#### Selected text
-*-*-
Thursday, 18 March 2010

Different Stages: Working 925

Bursary winner Jay Miller, Director of Match Theatre Company, looks forward to a weekend of working 925 in this exciting site specific piece:

Office 925 is a play set within an office; the actors and the audience all work for the same company. My time over the past week has been spent ensuting the company is fully functioning. I am now versed in the current thinking and practices that dominate the customer outsourcing industry. We now have to make this research an interesting dramatic product, which is quite a task.

I have compiled an induction pack for the actors that guides them through every department of the company, while introducing them to the atmosphere we would like to create in our office.

The design team has been working hard to transform Live Theatre's first floor Gallery space into a functioning office. Northumbria University has kindly given us furniture that befits a modern office. A question that we have asked time and time again is to what extent can our very real space become theatrical. Reconfiguring the desk spaces and finding out where the natural stages re within the office (on which we can perform) has been a case of trial and error. Flo and Anna (the designers) have passed through most stationary shops in the North East picking up biros, staplers, potted plants and wall planners. I have been picking up technology (kindly donated by local businesses) so that our audience can have a fully interactive experience.
We're all looking forward to this weekend and seeing our office come to life.
-*-*-
#### Information shown
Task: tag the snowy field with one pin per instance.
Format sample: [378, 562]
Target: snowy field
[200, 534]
-*-*-
Answer these questions from the post about Office 925, one per line, numbered the same way:
1. What did the director compile for the actors?
2. Which space is being turned into a functioning office?
3. Who gave the furniture for the office?

1. An induction pack that guides them through every department of the company.
2. Live Theatre's first floor Gallery space.
3. Northumbria University.